** begin Listed records **
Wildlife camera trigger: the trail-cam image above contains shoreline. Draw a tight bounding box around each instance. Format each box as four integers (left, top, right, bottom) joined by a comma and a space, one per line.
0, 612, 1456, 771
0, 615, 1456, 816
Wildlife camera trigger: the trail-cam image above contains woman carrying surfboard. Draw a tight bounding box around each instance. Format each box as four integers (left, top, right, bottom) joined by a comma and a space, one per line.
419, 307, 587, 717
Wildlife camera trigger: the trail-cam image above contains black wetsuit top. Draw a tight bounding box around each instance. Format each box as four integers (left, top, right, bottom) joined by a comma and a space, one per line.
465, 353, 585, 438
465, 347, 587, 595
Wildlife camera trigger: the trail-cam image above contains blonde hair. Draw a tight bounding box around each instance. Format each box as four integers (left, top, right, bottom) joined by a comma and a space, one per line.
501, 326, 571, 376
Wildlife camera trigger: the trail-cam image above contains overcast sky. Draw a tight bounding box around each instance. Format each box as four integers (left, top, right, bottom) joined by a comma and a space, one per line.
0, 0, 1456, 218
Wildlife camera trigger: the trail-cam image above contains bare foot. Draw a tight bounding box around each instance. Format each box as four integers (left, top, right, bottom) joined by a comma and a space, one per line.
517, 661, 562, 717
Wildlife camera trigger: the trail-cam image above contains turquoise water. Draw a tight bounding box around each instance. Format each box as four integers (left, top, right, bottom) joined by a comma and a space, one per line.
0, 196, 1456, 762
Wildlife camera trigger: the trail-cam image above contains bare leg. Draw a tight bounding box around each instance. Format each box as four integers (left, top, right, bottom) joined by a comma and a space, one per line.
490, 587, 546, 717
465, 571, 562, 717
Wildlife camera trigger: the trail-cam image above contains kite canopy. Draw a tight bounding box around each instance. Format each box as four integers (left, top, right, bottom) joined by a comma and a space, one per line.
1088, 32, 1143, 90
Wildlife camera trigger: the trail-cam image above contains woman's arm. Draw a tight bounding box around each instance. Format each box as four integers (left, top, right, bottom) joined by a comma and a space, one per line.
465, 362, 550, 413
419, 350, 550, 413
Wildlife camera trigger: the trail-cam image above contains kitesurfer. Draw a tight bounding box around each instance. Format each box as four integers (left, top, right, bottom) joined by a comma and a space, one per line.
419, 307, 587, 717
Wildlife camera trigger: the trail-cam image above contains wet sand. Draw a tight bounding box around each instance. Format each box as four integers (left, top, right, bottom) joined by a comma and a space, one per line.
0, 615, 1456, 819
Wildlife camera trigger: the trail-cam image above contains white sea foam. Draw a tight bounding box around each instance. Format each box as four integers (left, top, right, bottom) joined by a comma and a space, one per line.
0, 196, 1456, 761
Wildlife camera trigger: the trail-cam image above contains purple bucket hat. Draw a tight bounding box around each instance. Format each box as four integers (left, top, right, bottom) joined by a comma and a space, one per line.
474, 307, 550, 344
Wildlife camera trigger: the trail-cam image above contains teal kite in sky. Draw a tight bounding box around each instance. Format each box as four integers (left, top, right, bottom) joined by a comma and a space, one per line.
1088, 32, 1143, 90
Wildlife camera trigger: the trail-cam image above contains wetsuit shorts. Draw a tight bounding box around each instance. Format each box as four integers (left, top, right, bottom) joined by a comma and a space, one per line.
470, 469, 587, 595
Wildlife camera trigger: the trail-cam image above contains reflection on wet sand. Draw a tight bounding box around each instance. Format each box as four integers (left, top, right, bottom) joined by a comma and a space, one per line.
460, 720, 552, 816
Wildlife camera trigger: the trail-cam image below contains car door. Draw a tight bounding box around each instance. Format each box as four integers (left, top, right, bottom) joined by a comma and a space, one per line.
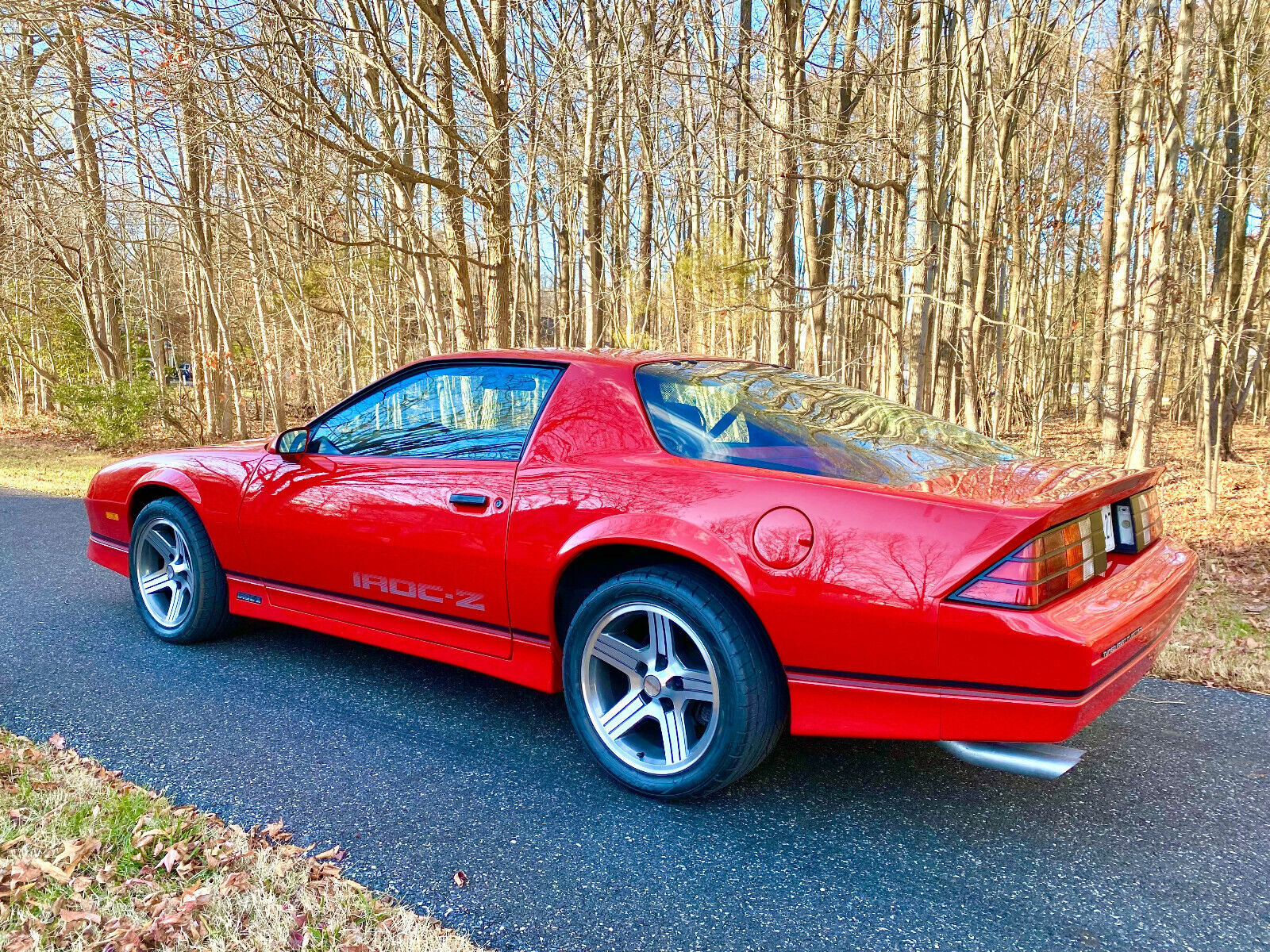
240, 362, 561, 658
** end Listed records **
**What the exercise asks**
Convert every line of the rows above into a JSON list of strings, one string per line, with blank lines dropped. Leave the pictures out of the list.

**Finished answer**
[
  "Wildlife camera trigger: the trail-cam image above contains shoreline. Draw a tight bounding box around each instance. Format each box as four integers (left, top, right, bottom) joined by a comma and a space, one per line.",
  "0, 612, 1456, 771",
  "0, 615, 1456, 816",
  "Wildlife camera trigger: the trail-cam image above contains woman carrying surfboard. Draw a tight bounding box around each instance. Format each box as four integers (left, top, right, bottom) joined by a comma and a space, one per line.",
  "419, 307, 587, 717",
  "Wildlife camera trigger: the trail-cam image above contains black wetsuit top. Draw a tight bounding box around each instance. Format each box as four integers (left, top, right, bottom) joined by a comma and a space, one per line.",
  "465, 353, 585, 438",
  "465, 347, 587, 595",
  "Wildlife camera trigger: the trail-cam image above contains blonde hair. Draw a tight bounding box around each instance. Format each box as four integers (left, top, right, bottom) joined by a comma and a space, one per line.",
  "501, 326, 571, 376",
  "Wildlife camera trigger: the trail-cam image above contains overcast sky. Draw a tight bounding box around each instance. Format each box as four integers (left, top, right, bottom) joined by a comma and a space, one per line.",
  "0, 0, 1456, 218",
  "Wildlife camera trigger: the trail-cam image above contains bare foot. Draw a tight bounding box around each instance. Format each box as four integers (left, top, right, bottom) joined by a comma and a space, one per line.",
  "517, 661, 562, 717",
  "Wildlife camera trigger: the trail-cam image above contains turquoise water. Draw a tight bounding box around each instance. Format each box as four integers (left, top, right, bottom) joined by a comma and a space, one per line.",
  "0, 196, 1456, 762",
  "Wildlife camera trigger: the trail-cam image above contains bare leg. Draw a tight bounding box around each instance. Format each box as four integers (left, top, right, bottom) joined by a comma and a space, one per line.",
  "490, 587, 546, 717",
  "465, 571, 562, 717",
  "Wildlife camera trigger: the trail-cam image above contains kite canopy. Draw a tight bounding box around each instance. Format each box as four integers (left, top, right, bottom) joined by a comma and a space, one per line.",
  "1088, 32, 1143, 90",
  "Wildlife camera trigger: the trail-cam image above contains woman's arm. Draw a tight bounding box around each instance. Format each box as four integers (left, top, right, bottom) joined by a comma and a space, one per line.",
  "465, 362, 550, 413",
  "419, 350, 550, 413",
  "Wildlife camera trigger: the trail-cam image above contains kitesurfer. Draw a tight bounding box around each instance. Format each box as four integers (left, top, right, bottom) joined by a comma and a space, one per line.",
  "419, 307, 587, 717",
  "Wildlife camera trigger: the trail-cam image above contains wet sand. Draw a tight bounding box around each instance. Format each box as four integers (left, top, right, bottom) joined by a comma and a space, one per line.",
  "0, 615, 1456, 819",
  "Wildlife camera trigger: the trail-cam image above contains white sea foam. Draw a tight bounding box around each instance. Format each box as four integers (left, top, right, bottom) joined by a comma and a space, one per line.",
  "0, 196, 1456, 761",
  "Wildlife camera trigger: the trail-cam image above contains purple bucket hat. Draw a tight bounding box around each instance. Format each box as four integers (left, top, right, bottom) joined by a comma and a space, one per line.",
  "474, 307, 550, 344",
  "Wildlife camera trigger: the trail-cam image above contains teal kite in sky. Draw a tight bounding box around each instance. Format each box as four integers (left, top, right, bottom) joined by a comma and a space, one per line.",
  "1088, 32, 1143, 90",
  "Wildlife camera trigger: the trail-cam image above contains wetsuit shorts. Draw a tight bounding box around each instance. Format each box as four integers (left, top, right, bottom) joined by a comma and a space, one per line.",
  "470, 469, 587, 595",
  "Wildlife camera trigger: the trail-cam image above contains reflection on wet sand. Draw a tight bounding box around each instance. Format each box as four integers (left, top, right, bottom) joined by a comma and a space, one per line.",
  "460, 720, 552, 816",
  "Wildlife camera trigger: the trail-cam image below contains car door. Draw a tight bounding box around each instance. Format each box as four integers (left, top, right, bottom) joined by a comma and a space, one per line.",
  "240, 362, 561, 658"
]